DATA FOR PROCESSING |
======

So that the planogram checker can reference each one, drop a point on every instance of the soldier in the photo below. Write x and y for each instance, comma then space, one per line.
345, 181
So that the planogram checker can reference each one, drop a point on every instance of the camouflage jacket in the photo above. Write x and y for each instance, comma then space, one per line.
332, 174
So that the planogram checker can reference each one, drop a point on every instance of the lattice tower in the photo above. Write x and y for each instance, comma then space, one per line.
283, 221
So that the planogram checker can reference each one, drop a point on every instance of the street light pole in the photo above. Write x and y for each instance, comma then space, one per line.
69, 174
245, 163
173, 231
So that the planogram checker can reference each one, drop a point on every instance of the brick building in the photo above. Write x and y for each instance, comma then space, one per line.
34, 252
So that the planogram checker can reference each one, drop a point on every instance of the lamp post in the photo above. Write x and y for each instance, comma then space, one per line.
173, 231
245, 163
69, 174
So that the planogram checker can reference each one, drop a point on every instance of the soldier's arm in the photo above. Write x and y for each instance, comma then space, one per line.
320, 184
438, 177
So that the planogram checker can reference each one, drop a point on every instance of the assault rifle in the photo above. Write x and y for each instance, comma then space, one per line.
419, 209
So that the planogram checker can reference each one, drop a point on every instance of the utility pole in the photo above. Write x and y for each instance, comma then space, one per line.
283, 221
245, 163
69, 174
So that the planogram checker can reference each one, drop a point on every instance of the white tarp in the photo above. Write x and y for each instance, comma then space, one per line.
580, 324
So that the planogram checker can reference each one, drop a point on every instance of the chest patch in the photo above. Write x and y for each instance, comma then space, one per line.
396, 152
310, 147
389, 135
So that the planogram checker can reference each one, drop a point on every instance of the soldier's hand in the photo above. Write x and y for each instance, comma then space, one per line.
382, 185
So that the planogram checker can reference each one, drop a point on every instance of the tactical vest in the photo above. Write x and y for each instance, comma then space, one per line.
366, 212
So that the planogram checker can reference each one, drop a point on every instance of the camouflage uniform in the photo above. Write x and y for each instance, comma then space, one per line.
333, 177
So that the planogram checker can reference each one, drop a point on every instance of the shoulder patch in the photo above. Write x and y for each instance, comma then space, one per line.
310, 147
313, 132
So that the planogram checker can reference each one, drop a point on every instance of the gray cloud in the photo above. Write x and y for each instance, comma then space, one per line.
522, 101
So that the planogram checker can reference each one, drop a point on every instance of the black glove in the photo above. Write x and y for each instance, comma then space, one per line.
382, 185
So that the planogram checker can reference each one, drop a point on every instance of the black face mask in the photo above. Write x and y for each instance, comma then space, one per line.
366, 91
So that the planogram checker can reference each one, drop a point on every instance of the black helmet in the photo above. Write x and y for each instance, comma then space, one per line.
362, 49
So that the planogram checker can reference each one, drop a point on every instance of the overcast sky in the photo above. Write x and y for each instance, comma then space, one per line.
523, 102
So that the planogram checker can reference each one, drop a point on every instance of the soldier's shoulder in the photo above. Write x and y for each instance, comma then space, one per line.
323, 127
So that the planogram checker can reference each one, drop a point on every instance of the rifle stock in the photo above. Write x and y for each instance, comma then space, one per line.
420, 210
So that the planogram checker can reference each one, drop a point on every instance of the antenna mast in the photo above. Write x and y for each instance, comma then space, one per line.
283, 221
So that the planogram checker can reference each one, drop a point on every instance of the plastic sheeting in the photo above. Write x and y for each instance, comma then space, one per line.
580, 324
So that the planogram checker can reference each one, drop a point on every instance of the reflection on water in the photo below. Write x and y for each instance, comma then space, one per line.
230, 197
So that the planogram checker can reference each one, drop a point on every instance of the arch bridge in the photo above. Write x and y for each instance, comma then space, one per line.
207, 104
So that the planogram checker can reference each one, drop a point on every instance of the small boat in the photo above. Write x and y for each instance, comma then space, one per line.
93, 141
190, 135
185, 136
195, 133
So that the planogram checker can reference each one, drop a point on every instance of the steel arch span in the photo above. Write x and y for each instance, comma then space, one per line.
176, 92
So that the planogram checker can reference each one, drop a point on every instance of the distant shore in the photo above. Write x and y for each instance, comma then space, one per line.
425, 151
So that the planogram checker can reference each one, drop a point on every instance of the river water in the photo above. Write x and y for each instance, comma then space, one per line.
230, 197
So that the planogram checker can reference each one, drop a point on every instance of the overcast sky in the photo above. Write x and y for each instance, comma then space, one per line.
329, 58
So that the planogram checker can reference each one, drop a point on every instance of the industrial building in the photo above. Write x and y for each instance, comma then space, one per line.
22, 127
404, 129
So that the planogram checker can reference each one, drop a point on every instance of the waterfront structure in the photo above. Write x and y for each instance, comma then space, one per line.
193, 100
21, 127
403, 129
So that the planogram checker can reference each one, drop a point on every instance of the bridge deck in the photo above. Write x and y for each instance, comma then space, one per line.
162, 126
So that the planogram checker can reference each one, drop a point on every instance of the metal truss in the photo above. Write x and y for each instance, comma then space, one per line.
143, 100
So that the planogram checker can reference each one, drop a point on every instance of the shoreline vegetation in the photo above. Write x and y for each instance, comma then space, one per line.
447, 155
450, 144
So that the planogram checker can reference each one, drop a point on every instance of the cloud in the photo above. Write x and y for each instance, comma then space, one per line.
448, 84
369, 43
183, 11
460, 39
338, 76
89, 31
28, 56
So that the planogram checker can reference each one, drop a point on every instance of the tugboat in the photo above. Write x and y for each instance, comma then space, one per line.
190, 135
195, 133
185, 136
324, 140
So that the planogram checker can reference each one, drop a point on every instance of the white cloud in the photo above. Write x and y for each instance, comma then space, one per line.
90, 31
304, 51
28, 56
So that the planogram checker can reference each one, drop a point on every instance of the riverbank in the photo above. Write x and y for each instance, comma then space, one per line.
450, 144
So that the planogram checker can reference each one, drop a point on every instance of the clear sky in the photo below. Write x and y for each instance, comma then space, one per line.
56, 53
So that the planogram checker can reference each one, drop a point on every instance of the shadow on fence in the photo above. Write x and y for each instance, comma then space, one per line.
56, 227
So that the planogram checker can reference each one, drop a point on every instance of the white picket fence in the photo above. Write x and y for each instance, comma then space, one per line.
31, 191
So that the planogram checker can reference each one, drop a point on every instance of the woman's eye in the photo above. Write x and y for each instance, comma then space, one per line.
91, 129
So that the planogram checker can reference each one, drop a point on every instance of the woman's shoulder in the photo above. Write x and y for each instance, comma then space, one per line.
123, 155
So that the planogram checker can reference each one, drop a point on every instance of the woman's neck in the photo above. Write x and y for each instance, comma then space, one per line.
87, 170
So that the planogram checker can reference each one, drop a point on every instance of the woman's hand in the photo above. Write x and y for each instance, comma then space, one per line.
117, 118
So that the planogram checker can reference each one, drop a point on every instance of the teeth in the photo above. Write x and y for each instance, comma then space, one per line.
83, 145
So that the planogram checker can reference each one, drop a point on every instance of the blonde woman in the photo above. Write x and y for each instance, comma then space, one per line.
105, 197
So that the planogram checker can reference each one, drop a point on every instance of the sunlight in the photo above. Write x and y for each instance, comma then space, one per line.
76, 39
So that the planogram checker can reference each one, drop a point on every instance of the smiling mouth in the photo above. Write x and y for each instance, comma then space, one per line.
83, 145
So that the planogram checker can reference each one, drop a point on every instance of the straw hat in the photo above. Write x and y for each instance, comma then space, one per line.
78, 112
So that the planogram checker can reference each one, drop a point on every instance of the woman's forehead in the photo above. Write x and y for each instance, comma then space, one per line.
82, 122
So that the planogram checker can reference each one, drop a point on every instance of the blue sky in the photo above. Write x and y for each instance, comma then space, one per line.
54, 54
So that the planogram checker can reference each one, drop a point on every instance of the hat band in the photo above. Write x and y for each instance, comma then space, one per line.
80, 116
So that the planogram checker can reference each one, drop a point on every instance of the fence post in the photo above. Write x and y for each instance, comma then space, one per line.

======

EXERCISE DETAILS |
Return the entries above exactly, each one complete.

OUTPUT OF THE EXERCISE |
So that the planogram checker can reference each one, drop a point on every instance of the soldier in the photo below. Write x and y for each instance, comma then space, one per line.
345, 181
So that the planogram checker can reference each one, drop a point on every instance of the camouflage jacket in the photo above. Write x and y for each instance, comma then space, one per line.
332, 174
So that the planogram checker can reference each one, drop a point on every instance of the lattice tower in the photo above. Write x and y for each instance, comma then space, one per line.
283, 221
So that the planogram checker can reference each one, drop a point on every instance of the street light pole in the photo above. Write x and y for each instance, comma then space, one per line.
69, 174
245, 163
173, 231
So that the planogram checker can reference each one, drop a point on every instance of the brick building in the photo above. Write x and y for each instance, comma then space, one per line.
34, 252
So that the planogram checker can reference each one, drop a point on every instance of the lamp post in the photo above. Write x and y for each instance, comma then space, one per line.
173, 231
245, 163
69, 174
So that the planogram checker can reference each one, drop a point on every instance of the soldier's arm in the photo above. Write x and y for each instance, comma then space, one per line.
320, 184
438, 177
So that the planogram checker can reference each one, drop a point on every instance of the assault rifle in the photo above. Write x and y for each instance, comma then space, one per line.
419, 209
So that the planogram checker can reference each one, drop a point on every instance of the utility pole in the photo above. Write x and y for each instance, comma then space, one per line.
283, 221
245, 163
69, 174
So that the planogram checker can reference each one, drop a point on every instance of the white tarp in the photo above. Write x and y for each instance, comma then space, one per line.
580, 324
So that the planogram checker can reference each one, drop a point on every instance of the chest patch in the photo above. Write x and y for each instance, comma then space, one per line.
396, 152
310, 147
389, 135
So that the planogram checker can reference each one, drop a point on every instance of the soldier's hand in the photo above. Write x and y for each instance, comma then space, one per line.
382, 185
So that the planogram checker can reference each one, drop a point on every instance of the tactical vest in the photo above. Write x and y for each instance, comma then space, one per line.
366, 212
So that the planogram checker can reference each one, drop a point on every instance of the camouflage uniform in the photo above. Write x and y for each instance, comma then space, one per line.
333, 177
So that the planogram checker can reference each one, drop a point on every instance of the shoulder patch in the photo above. Write x and y for each instance, comma then space, one per line.
310, 147
313, 132
So that the planogram checker can reference each one, drop a point on every instance of the gray cloud in the photo above. Write x and y for each instance, comma then space, one per line.
522, 101
So that the planogram checker can reference each one, drop a point on every instance of the black glove in the photo above. Write x and y for each instance, comma then space, one per line.
382, 185
So that the planogram checker can reference each one, drop a point on every instance of the black face mask in the photo above. Write x and y for each instance, comma then space, one per line.
366, 91
So that the planogram checker can reference each one, drop a point on every instance of the black helmet in the photo above. Write x and y for each instance, comma then space, one per line.
362, 49
So that the planogram checker can reference each one, drop a point on every instance of the overcast sky in the photo above. Write x and y for each instance, comma then space, one per line.
523, 102
So that the planogram checker can reference each one, drop a point on every instance of the soldier's shoulder in the photo above. Write x and y for each instance, comma then space, one per line.
323, 127
So that the planogram checker can reference each one, drop a point on every instance of the rifle stock in the photo above. Write x and y for each instance, comma then space, one per line.
420, 210
So that the planogram checker can reference each one, drop a point on every instance of the antenna mast in the photo above. Write x and y for each instance, comma then space, one per line.
283, 221
So that the planogram checker can reference each one, drop a point on every instance of the plastic sheeting in the photo above. Write x and y for each instance, comma then space, one per line.
580, 324
So that the planogram checker can reference each one, drop a point on every instance of the reflection on water in the photo below. Write x and y for each instance, comma then space, one per line.
230, 197
So that the planogram checker can reference each one, drop a point on every instance of the arch bridge in the photo above. Write x and y for each instance, comma then space, one per line.
207, 104
So that the planogram checker can reference each one, drop a point on every instance of the small boat in the photo above. Write x and y for each instance, comma then space, one per line.
93, 141
190, 135
185, 136
195, 133
So that the planogram checker can reference each one, drop a point on every instance of the steel arch span in the photo above. Write x and y for each instance, comma then space, one per line.
176, 92
So that the planogram checker can reference each one, drop a point on every instance of the distant shore in the photo above. Write x and y for each instance, comma then space, one per line.
425, 151
So that the planogram checker can reference each one, drop a point on every instance of the river water in the photo above. Write x and y for each instance, comma then space, one per line.
230, 197
So that the planogram checker can reference each one, drop a point on every instance of the overcast sky in the photo above. Write x and y for each instance, comma then space, one per line.
329, 58
So that the planogram checker can reference each one, drop a point on every instance of the industrial building in the photo above. Write x and y for each instance, comma then space, one per line.
22, 127
404, 129
So that the planogram checker can reference each one, drop a point on every instance of the waterfront structure in the photo above. Write x and y for each instance, comma then space, one per line.
193, 100
21, 127
403, 129
So that the planogram checker can reference each one, drop a point on every instance of the bridge deck in the photo above. Write x and y for each instance, comma then space, one per line.
162, 126
So that the planogram checker can reference each one, drop a point on every instance of the metal truss in the photo above. Write x and y for each instance, comma then space, one per line.
143, 100
So that the planogram checker can reference each one, drop a point on every instance of the shoreline vegetation in the photo above. Write x and y for each instance, comma then space, one per line.
447, 155
450, 144
So that the planogram checker can reference each one, drop a point on every instance of the cloud in the photo above. Write x and y for each instance, comma then space, one per line.
448, 84
369, 43
183, 11
460, 39
338, 76
89, 31
28, 56
So that the planogram checker can reference each one, drop a point on every instance of the tugboat in the photo above. Write x and y for each instance, comma then space, one per line.
190, 135
195, 133
185, 136
324, 140
So that the planogram checker can reference each one, drop a point on every instance of the white cloud in the photo above. Write x and y for each instance, comma then space, one per line.
90, 31
304, 51
28, 56
So that the planogram checker can reference each one, drop a point on every instance of the riverbank in the photo above. Write x and y for each instance, comma then space, one per line.
450, 144
So that the planogram checker can reference each one, drop a point on every instance of the clear sky in the photo below. Write x and y for each instance, comma then space, one per line.
56, 53
So that the planogram checker can reference each one, drop a point on every instance of the shadow on fence in the photo above. Write x and y for each instance, comma then space, one per line.
56, 227
So that the planogram checker can reference each one, drop a point on every instance of the white picket fence in the photo above. Write x and y for each instance, comma then space, one per line.
31, 191
So that the planogram checker can reference each one, drop a point on every instance of the woman's eye in the photo above. Write x and y for each instance, comma then space, one per line.
91, 129
So that the planogram checker can reference each one, drop a point on every instance of the woman's shoulder in the photo above. Write x and y for each instance, comma then space, one per line.
123, 155
So that the planogram checker can reference each one, drop a point on every instance of the woman's neck in the photo above. Write x and y for each instance, comma then space, one per line.
87, 170
So that the planogram checker can reference each one, drop a point on every instance of the woman's hand in the photo above. Write x and y for each instance, comma then space, one per line.
117, 118
So that the planogram checker can reference each one, drop a point on every instance of the teeth in the photo above. Write x and y for each instance, comma then space, one per line.
83, 145
So that the planogram checker can reference each one, drop a point on every instance of the blonde woman in the photo above. Write x and y for each instance, comma then space, one per line.
105, 197
So that the planogram checker can reference each one, drop a point on every instance of the sunlight in the photo above. Write x and y for each instance, comma then space, one per line.
76, 39
So that the planogram checker can reference each one, drop a point on every instance of the smiling mouth in the photo above. Write x and y for each instance, comma then space, one per line.
83, 145
So that the planogram checker can reference each one, drop a point on every instance of the straw hat in the photo above. Write x and y for each instance, comma then space, one per line.
78, 112
So that the planogram checker can reference each one, drop a point on every instance of the woman's forehead in the photo above. Write x and y for each instance, comma then space, one per line.
82, 122
So that the planogram checker can reference each one, drop a point on every instance of the blue sky in the photo above. Write x and y for each instance, comma then space, one per line.
54, 54
So that the planogram checker can reference each one, drop a point on every instance of the hat band in the photo above. Write x and y for each instance, comma then space, one per line.
80, 116
So that the planogram checker can reference each one, drop a point on every instance of the fence post in the photo above. Write x and y for each instance, comma then space, one per line.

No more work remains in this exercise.